▸ THE RECORDS
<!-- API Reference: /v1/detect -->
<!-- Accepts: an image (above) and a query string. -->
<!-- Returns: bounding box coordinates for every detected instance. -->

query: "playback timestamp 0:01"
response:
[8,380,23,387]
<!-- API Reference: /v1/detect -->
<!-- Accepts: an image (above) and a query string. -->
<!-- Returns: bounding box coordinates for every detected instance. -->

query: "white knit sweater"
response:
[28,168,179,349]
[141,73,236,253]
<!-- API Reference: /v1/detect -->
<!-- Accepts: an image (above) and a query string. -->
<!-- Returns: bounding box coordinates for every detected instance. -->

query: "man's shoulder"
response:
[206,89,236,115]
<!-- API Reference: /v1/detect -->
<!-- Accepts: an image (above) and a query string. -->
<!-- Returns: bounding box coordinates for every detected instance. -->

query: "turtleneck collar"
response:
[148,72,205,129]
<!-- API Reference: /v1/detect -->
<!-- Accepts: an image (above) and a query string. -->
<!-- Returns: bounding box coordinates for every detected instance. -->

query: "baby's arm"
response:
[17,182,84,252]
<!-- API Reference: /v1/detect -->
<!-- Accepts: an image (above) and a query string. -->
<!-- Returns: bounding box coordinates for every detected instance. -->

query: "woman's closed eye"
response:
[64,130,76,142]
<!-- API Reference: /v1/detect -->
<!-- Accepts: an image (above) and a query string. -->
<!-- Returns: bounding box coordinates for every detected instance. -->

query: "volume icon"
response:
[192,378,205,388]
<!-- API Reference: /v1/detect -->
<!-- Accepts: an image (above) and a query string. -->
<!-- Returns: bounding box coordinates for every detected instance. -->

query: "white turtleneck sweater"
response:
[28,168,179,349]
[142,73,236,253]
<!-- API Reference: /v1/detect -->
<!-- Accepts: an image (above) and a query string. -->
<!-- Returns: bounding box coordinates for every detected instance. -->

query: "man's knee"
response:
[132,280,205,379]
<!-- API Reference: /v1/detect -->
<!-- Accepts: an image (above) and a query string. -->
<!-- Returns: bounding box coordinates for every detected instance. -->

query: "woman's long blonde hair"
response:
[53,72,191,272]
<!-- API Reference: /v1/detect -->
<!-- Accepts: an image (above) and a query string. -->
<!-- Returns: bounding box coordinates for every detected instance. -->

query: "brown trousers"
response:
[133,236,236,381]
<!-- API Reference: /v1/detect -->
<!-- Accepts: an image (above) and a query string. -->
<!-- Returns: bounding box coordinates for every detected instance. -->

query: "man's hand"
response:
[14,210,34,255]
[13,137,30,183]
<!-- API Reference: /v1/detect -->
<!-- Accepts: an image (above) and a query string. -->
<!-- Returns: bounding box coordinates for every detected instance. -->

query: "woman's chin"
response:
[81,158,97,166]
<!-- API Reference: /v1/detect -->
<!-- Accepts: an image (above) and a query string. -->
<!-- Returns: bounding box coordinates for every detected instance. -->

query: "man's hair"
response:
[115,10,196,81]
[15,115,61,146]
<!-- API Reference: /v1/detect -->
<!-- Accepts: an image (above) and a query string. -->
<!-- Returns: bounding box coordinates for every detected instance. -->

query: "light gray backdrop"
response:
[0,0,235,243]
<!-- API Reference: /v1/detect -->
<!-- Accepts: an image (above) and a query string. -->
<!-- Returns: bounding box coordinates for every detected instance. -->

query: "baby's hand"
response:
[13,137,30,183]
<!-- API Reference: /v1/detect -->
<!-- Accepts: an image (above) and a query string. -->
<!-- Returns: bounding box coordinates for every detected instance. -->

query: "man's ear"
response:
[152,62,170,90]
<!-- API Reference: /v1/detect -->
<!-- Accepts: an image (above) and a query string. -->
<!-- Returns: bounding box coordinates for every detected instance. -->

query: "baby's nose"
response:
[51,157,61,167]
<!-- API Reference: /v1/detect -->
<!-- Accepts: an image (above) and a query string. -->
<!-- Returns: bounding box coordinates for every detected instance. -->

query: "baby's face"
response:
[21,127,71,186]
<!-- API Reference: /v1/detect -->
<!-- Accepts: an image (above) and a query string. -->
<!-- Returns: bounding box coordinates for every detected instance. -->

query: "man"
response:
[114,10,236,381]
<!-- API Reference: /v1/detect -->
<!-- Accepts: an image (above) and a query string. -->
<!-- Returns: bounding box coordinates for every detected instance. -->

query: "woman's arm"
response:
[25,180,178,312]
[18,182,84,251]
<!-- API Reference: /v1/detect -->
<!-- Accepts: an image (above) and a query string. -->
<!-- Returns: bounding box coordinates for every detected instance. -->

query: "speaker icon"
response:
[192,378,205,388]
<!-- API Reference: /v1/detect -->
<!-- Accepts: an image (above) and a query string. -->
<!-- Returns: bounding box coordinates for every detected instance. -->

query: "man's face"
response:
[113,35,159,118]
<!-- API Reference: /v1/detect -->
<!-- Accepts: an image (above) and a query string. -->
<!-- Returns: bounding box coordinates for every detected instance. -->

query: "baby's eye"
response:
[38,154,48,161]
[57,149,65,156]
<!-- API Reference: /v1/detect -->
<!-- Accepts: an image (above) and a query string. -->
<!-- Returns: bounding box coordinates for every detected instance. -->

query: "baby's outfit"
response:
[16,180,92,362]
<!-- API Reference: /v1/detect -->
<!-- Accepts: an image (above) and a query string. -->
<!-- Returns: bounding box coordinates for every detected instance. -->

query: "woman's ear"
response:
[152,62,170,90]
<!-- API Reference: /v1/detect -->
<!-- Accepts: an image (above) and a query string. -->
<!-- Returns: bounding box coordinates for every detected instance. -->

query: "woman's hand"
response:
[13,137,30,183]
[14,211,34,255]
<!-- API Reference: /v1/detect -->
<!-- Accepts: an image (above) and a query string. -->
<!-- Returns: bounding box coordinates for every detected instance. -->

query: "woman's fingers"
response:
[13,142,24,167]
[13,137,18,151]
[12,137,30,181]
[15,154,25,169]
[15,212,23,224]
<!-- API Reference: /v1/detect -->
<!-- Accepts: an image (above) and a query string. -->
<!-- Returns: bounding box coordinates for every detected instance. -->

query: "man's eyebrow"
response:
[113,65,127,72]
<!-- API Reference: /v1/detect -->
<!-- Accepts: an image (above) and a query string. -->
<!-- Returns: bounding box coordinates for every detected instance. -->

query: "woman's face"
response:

▸ REQUIRED ACTION
What are the lines above that hold the string "icon"? Copy them.

▸ THE ANSWER
query: "volume icon"
query: "speaker icon"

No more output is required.